■ ФРАГМЕНТ СТРАНИЦЫ
╔══

Окно в Париж

Владимир Бахмутов
               
  В отличие от  Остапа Бендера, я с детства мечтал посмотреть не Рио-де-Жанейро, а Париж. Откуда и когда появилась эта не нормальная по тем временам мечта, сейчас и вспомнить сложно, только верил я, что мечта эта сбудется, не торопил ее. Да и в советское время, обвешанному секретами и подписками о невыезде, оставалось только ждать выхода на пенсию. Сейчас как-то с секретами стало проще, а по части визы и пересечения границы - вообще ни каких проблем. Сложнее стало с деньгами. Но так уж случилось -    спонсор «с неба упал», видно, как говорится, дошли мои молитвы до Бога. Жена, правда, предложила свою долю взять деньгами и купить шубу, но спонсор возмутился. Пришлось ехать «в Тулу со своим самоваром». Оно, конечно, вдвоем-то сподручнее, только вот заведения типа «секс шопа» посетить не удалось.

  Сборы и оформление документов много времени не заняли. И вот, наконец, прощальный взгляд  строго таможенника, и мы - за границей. Над Европой облачно. Париж встретил мелким нехолодным дождиком. В Москве было минус пятнадцать – февраль месяц. Прокатившись на длинном горизонтальном эскалаторе и, показав неотесанные сибирские лица французскому таможенному служащему, мы в Париже.

  В условленном месте, с табличкой в руках, нас поджидала миловидная девушка, представитель фирмы. Уютный, юркий «ситроен» быстро вырулил от здания аэровокзала на широкую восьмиполосную автостраду, которая тут же, ничуть не сужаясь, нырнула в тоннель под взлетно-посадочной полосой. (У нас бы до такого не додумались – лучше дать кругаля в пару десятков километров.) После тоннеля замелькали деревья, дома, высокие бетонные заборы. Машин на трассе много, в основном легковые. Только по крайней правой полосе тянулись длинные грузовики-фуры и автобусы. Легковушки шли спокойно, не обгоняли друг друга, не подрезали – все с одной скоростью. Взглянув на спидометр нашего «ситроена», я удивился: стрелка уверенно держалась на отметке «130». Оказывается, быстрее во Франции ездить не разрешают. В последующие дни мы много ездили по автодорогам и автострадам – везде тот же размеренный ритм и исключительно ровный асфальт. Один недостаток у дорог красивого государства в центре Европы: через несколько десятков километров на них установлены турникеты - дороги у французов платные.

  До гостиницы добрались быстро. Миловидная девушка помогла оформить документы и провела нас в номер. Потом сообщила, что машина за нами зайдет завтра утром, пожелала приятного отдыха и, попрощавшись, ушла. Мы остались одни в чужом городе. После ночного перелета не мешало бы вздремнуть, но не терпелось начать знакомство с Парижем. Вначале решили повнимательней осмотреть номер. Сколько у него звезд нам не сказали, но было довольно просторно. Туалет, ванная, телефон, холодильник, огромная кровать, телевизор, пульт от которого лежал на столе. Мы быстро пробежались по всем двенадцати каналам, ничего  сногсшибательного, на одном канале показывали фильм про казаков на русском языке.

╚══

Данные разметки границ изображений

╔══

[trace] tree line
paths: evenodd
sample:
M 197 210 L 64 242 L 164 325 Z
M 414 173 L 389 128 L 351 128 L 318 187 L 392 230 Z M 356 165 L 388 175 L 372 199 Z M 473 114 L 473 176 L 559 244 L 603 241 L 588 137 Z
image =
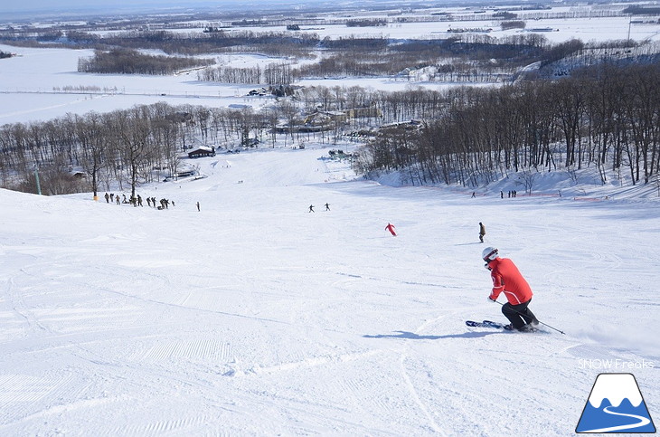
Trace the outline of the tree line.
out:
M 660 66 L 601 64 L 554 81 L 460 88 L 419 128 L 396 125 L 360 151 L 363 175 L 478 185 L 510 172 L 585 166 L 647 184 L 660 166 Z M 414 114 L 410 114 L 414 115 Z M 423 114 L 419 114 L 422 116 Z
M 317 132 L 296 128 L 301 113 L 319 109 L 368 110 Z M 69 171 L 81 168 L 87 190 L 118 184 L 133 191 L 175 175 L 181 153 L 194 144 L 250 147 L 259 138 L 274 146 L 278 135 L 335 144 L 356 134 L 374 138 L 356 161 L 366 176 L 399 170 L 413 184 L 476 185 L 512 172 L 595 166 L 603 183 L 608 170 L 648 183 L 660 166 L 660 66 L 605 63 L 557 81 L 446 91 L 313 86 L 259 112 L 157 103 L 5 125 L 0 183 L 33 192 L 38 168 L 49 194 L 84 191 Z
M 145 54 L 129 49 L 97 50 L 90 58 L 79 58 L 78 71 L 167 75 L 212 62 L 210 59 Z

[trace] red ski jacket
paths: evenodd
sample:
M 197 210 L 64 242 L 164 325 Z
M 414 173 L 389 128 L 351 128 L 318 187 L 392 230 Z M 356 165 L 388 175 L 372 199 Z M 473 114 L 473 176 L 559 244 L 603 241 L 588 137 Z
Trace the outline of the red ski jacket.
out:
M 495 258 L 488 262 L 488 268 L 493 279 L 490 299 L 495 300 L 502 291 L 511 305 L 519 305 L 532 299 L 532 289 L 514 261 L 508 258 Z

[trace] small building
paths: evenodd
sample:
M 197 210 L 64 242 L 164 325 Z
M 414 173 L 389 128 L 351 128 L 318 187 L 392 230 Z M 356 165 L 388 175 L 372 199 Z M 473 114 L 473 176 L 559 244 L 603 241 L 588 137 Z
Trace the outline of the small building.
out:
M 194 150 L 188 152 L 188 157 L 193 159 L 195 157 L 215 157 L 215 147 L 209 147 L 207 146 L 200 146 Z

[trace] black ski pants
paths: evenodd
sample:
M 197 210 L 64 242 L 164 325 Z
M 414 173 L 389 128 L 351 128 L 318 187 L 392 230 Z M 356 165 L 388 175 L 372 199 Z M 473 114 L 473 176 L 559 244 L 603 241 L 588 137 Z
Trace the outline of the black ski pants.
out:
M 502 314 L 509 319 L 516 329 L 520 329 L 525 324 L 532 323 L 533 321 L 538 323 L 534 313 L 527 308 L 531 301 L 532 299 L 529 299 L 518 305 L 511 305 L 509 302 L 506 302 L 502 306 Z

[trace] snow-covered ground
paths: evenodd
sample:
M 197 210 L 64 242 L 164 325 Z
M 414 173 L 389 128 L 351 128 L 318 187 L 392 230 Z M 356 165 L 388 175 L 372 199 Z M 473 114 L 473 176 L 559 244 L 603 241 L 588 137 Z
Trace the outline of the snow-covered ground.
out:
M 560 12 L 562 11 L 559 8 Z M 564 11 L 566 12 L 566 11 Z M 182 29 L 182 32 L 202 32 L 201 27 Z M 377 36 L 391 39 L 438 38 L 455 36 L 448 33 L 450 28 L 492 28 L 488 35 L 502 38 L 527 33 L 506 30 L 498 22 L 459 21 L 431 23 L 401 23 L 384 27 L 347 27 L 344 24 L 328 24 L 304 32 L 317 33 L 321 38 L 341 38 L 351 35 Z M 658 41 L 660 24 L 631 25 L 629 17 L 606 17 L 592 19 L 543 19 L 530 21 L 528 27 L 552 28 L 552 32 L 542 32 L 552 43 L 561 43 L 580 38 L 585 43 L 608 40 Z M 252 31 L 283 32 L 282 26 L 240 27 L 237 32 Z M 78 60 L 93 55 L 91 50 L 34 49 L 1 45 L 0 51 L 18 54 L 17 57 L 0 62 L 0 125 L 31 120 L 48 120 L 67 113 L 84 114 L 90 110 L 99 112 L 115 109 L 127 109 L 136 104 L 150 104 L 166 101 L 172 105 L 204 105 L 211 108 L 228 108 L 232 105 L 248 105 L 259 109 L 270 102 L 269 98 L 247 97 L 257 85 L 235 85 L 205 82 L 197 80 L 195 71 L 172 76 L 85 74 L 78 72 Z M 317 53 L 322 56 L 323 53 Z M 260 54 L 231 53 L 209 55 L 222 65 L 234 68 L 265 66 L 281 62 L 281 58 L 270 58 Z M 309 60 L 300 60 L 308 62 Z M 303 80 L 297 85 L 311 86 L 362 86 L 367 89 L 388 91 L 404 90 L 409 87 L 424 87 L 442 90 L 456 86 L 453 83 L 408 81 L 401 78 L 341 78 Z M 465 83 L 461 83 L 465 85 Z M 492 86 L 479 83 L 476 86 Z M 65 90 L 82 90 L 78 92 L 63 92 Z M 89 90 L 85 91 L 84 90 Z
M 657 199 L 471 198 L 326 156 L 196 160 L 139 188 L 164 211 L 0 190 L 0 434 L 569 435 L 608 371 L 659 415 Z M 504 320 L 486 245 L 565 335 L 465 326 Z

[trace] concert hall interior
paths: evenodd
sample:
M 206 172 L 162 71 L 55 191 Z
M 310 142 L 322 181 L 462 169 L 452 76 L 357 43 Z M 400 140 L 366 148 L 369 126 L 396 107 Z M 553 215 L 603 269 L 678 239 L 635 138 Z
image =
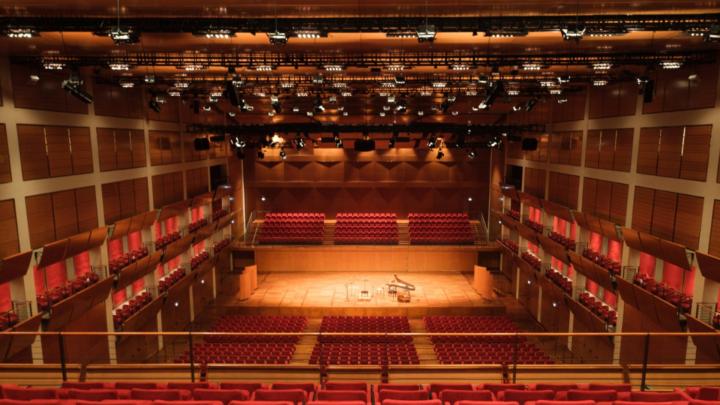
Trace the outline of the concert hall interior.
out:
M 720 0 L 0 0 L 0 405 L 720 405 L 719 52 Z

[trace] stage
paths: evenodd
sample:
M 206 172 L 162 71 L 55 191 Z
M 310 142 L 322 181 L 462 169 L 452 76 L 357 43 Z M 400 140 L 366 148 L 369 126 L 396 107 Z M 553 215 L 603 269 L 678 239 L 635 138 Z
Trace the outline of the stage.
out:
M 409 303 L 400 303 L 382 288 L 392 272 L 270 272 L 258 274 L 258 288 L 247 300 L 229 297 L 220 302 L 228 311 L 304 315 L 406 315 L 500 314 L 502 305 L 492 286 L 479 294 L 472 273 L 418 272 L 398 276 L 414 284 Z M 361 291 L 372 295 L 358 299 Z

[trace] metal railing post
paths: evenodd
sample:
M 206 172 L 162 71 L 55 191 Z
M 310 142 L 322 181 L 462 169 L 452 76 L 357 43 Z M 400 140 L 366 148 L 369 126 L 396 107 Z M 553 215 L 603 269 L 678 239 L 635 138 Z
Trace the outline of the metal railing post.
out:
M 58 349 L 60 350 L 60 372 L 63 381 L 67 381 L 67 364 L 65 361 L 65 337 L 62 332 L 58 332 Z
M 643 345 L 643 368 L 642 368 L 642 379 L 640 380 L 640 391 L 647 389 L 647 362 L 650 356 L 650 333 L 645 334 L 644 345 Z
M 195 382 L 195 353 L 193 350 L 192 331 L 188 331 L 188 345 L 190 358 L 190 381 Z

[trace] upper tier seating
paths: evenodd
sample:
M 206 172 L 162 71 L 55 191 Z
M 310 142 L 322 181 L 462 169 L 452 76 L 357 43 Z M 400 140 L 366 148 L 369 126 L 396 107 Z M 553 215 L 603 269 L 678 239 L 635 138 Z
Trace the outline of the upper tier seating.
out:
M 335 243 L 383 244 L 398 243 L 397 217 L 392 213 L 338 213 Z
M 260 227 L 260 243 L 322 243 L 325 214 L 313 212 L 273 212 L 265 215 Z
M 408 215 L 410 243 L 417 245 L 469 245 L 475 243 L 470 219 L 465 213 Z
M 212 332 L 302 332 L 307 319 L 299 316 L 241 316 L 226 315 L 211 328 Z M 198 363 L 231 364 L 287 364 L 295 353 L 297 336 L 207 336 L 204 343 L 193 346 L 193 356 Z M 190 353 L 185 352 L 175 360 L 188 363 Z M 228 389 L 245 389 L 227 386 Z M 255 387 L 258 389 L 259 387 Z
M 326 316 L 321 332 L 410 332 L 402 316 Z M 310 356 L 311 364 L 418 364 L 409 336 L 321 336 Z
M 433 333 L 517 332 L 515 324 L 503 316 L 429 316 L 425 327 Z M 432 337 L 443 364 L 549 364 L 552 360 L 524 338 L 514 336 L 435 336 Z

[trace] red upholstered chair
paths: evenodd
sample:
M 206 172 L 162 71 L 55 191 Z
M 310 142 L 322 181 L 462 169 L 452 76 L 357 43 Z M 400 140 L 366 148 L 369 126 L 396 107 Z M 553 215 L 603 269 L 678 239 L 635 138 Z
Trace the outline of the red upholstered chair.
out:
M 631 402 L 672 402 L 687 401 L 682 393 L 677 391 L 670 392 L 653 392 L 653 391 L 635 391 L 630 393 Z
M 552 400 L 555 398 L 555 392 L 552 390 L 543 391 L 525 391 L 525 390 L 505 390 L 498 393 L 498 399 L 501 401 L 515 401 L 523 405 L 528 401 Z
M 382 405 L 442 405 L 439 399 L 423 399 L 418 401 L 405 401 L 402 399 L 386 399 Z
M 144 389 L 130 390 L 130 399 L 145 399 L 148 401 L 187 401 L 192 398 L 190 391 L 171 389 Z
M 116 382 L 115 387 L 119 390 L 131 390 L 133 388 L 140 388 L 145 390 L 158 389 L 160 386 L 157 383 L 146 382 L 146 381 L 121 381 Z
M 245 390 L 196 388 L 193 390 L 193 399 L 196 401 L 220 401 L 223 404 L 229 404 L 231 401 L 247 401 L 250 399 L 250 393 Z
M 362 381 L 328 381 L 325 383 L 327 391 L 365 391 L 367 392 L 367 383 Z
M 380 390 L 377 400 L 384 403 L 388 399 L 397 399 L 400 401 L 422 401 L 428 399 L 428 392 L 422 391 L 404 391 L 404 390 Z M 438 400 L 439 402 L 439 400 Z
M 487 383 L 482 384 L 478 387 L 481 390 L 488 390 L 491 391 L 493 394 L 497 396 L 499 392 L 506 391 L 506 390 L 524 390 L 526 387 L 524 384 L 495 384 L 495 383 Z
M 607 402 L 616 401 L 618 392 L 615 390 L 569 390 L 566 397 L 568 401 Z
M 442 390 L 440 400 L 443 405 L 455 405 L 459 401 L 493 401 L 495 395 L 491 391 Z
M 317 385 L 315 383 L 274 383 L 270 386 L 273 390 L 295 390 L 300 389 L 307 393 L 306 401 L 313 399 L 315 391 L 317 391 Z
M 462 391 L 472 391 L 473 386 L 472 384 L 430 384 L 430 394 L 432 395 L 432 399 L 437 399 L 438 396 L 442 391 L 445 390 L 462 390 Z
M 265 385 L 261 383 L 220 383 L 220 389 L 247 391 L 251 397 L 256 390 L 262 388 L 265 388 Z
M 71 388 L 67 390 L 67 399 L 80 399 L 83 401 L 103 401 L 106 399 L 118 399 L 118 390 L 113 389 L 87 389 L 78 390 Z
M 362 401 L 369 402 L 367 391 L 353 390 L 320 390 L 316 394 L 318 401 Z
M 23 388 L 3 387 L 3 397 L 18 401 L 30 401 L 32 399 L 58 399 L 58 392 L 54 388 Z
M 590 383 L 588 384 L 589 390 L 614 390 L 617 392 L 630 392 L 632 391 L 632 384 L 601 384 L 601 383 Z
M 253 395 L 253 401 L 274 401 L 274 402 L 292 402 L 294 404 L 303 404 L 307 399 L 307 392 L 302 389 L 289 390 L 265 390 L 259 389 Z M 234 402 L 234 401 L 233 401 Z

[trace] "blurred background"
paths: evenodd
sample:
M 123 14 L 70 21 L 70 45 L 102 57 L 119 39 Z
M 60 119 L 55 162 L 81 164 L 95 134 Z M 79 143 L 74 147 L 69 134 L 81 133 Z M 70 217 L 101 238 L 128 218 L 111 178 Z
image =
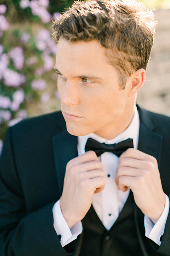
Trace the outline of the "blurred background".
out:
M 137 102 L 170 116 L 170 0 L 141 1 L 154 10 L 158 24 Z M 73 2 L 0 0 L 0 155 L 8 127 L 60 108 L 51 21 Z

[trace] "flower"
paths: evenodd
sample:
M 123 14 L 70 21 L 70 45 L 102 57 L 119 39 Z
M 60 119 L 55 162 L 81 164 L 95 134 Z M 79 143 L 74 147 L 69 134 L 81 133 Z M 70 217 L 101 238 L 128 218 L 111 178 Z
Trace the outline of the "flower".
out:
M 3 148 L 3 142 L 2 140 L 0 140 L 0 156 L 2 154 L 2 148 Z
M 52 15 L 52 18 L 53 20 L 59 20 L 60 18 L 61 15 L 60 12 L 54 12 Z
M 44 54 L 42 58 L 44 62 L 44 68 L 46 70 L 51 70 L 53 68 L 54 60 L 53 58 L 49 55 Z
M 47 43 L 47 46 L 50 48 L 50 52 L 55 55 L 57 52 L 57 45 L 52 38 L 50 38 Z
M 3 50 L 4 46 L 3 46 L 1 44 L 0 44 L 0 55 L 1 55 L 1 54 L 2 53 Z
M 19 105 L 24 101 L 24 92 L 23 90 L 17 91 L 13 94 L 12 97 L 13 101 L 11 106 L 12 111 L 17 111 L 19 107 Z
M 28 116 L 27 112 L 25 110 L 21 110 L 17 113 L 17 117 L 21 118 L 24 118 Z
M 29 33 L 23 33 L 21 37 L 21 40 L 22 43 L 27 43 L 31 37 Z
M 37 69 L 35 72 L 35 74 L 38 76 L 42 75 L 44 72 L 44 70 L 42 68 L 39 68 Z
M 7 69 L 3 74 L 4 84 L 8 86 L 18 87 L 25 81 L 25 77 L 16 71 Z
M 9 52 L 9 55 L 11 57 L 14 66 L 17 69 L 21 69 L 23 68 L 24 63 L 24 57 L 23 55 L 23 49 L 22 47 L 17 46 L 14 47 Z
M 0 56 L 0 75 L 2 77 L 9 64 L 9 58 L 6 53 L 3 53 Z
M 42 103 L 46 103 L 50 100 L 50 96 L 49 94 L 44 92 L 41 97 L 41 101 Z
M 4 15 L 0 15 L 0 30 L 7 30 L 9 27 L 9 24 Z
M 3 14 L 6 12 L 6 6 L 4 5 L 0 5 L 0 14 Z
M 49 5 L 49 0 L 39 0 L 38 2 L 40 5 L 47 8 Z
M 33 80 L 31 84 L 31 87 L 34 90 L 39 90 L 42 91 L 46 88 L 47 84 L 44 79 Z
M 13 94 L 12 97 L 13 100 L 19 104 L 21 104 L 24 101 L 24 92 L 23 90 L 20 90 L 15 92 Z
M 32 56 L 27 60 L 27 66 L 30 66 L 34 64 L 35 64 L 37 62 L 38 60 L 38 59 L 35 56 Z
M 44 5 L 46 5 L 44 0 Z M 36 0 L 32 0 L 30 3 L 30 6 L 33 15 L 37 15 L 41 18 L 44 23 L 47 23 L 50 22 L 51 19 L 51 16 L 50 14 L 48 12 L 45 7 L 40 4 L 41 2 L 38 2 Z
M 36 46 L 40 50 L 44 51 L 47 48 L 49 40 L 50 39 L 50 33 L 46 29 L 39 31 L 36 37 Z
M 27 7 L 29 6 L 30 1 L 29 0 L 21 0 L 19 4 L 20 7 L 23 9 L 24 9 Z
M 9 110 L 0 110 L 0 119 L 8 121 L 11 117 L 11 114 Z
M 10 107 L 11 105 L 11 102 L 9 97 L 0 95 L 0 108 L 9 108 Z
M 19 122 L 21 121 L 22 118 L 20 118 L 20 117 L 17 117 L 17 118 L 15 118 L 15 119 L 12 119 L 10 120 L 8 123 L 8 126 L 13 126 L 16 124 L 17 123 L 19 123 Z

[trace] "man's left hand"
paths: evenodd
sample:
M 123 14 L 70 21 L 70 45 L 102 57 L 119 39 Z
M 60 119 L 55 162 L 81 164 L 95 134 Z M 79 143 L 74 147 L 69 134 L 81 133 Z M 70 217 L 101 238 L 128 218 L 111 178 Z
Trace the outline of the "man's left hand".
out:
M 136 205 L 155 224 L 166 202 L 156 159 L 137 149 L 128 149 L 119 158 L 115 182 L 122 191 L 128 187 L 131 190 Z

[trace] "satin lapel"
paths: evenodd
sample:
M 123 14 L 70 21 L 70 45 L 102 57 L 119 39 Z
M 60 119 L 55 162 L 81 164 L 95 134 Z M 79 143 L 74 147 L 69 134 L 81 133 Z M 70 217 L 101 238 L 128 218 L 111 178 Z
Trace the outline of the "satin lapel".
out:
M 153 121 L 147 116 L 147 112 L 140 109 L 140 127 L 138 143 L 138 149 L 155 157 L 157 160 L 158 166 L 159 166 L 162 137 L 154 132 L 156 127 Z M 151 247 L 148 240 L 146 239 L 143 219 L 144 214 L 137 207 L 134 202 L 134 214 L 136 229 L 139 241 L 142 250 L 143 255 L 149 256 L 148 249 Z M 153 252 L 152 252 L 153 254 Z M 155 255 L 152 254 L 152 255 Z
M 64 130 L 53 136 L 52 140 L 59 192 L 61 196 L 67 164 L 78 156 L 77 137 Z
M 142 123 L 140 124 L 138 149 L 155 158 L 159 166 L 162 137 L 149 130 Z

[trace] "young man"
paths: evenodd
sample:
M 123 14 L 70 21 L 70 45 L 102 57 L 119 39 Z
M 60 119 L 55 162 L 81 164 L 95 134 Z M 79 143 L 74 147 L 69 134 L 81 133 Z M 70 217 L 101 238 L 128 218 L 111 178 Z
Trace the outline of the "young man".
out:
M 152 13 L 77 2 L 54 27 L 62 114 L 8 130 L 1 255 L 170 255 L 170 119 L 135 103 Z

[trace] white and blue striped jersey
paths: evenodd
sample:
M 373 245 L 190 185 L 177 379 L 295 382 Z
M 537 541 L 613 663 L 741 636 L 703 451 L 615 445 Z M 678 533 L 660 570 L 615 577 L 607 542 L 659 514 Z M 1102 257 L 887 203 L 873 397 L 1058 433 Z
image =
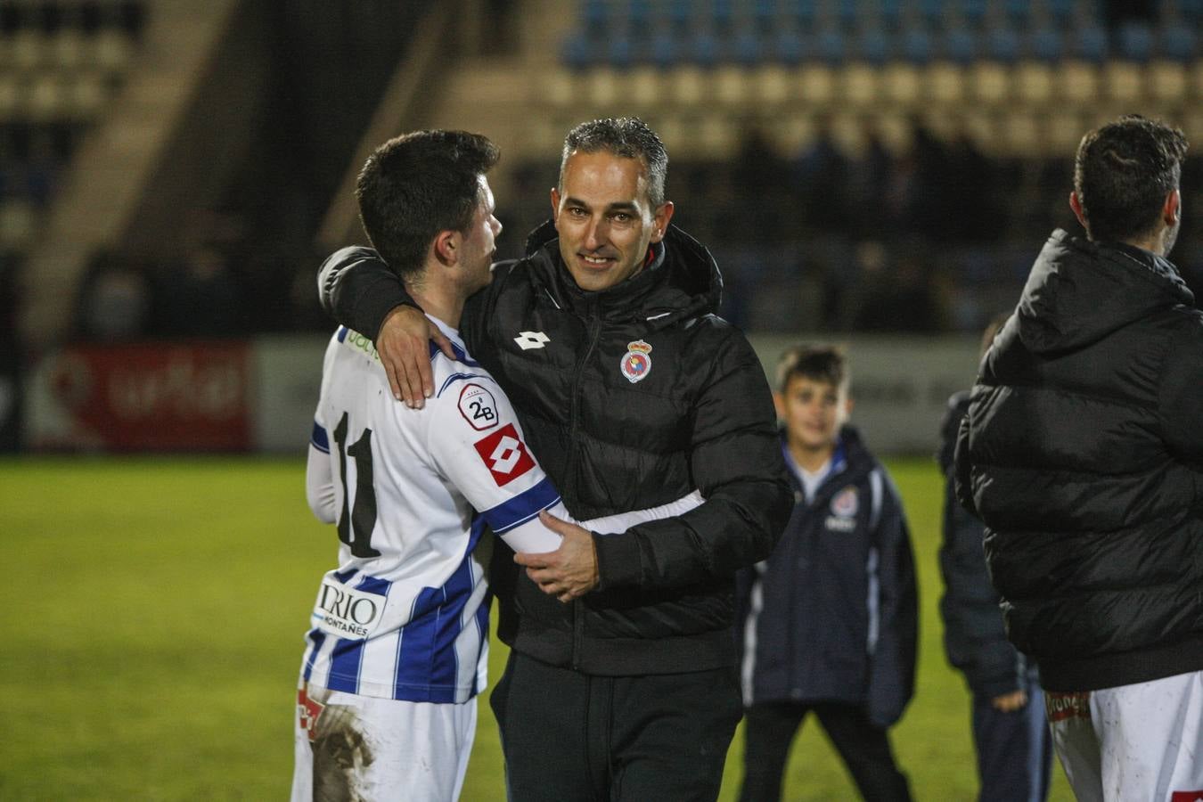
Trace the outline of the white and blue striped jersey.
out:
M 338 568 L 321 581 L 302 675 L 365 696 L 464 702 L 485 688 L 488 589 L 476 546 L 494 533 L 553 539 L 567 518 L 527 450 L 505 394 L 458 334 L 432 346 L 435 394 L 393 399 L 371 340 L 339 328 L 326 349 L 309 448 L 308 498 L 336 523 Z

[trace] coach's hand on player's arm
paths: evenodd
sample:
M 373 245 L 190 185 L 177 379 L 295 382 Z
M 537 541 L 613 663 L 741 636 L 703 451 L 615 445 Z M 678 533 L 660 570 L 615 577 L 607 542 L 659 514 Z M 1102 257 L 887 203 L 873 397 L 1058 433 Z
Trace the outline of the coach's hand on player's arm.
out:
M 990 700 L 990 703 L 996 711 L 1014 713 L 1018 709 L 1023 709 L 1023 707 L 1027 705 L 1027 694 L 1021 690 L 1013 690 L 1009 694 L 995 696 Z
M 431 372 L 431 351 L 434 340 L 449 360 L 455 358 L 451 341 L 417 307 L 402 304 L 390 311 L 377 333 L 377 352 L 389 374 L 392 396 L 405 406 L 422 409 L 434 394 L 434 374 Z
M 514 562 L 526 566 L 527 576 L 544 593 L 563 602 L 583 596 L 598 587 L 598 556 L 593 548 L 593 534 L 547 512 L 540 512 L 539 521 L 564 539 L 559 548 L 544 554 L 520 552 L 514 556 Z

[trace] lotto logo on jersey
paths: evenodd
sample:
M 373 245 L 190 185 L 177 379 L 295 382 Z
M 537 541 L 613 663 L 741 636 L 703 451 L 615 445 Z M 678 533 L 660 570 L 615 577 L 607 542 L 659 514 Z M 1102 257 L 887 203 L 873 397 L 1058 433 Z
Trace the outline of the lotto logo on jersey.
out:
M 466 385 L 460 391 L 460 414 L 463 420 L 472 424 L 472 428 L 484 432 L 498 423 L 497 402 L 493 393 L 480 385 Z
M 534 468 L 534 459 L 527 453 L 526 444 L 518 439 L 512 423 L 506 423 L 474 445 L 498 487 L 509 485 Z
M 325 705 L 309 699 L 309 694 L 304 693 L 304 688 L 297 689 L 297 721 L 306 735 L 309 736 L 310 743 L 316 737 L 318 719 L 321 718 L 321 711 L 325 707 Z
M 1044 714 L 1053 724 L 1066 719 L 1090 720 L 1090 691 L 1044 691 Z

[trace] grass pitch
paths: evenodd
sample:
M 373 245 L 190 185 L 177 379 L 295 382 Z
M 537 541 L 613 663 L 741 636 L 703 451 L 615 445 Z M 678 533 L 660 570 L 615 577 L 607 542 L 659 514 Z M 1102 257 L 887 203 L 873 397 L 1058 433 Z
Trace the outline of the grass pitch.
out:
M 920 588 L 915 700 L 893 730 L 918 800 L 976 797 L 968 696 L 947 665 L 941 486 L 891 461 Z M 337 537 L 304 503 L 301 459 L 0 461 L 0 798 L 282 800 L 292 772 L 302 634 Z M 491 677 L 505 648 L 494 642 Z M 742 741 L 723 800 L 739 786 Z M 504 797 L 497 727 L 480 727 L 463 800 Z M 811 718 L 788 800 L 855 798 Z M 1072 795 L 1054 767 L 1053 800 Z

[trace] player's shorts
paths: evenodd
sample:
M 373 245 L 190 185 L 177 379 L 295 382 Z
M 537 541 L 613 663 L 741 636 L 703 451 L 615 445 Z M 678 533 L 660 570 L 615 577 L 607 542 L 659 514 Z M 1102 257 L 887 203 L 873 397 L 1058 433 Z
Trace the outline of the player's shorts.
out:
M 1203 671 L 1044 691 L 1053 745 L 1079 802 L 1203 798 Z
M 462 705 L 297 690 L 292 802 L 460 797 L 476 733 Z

╚══

■ ЗАДАНИЕ
Перепишите отрывок из очерка о Париже, начиная с «Сборы и оформление» и далее до «мы в Париже.» включительно, заменив «дождиком» на «снежком». Опирайтесь только на очерк о Париже.

■ ОТВЕТ НА ЗАДАНИЕ
Сборы и оформление документов много времени не заняли. И вот, наконец, прощальный взгляд  строго таможенника, и мы - за границей. Над Европой облачно. Париж встретил мелким нехолодным снежком. В Москве было минус пятнадцать – февраль месяц. Прокатившись на длинном горизонтальном эскалаторе и, показав неотесанные сибирские лица французскому таможенному служащему, мы в Париже.